(Entries from a point annotation set)
-----
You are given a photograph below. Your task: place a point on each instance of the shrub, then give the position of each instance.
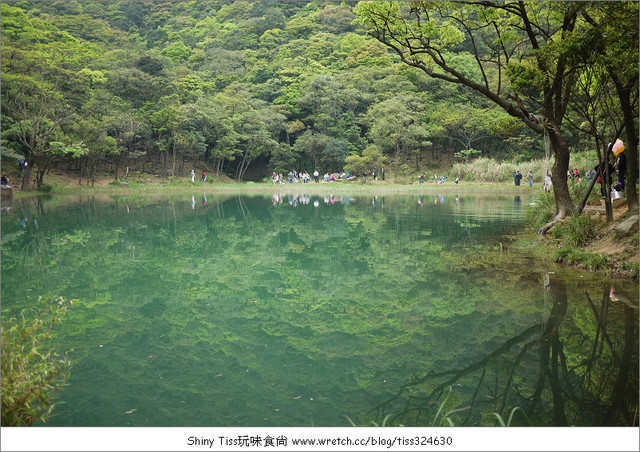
(575, 231)
(570, 255)
(31, 371)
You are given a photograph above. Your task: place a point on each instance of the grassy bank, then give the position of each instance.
(586, 241)
(490, 170)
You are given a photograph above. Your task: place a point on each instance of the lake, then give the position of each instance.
(318, 310)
-----
◆ **Exercise prompt**
Retype the records above word for word, leaving out the pictures.

◆ **Solution to the exercise**
You are given a photograph below. Your task: place a point on each instance of the shrub, then give the position of each instance.
(575, 231)
(570, 255)
(31, 371)
You are given a photograph above. Your task: place a point on each instance of the grassy bank, then give the position of each instance.
(586, 241)
(490, 170)
You are given a photograph above. Your task: place a point on each instance of the lake, then give the position of each instance.
(318, 310)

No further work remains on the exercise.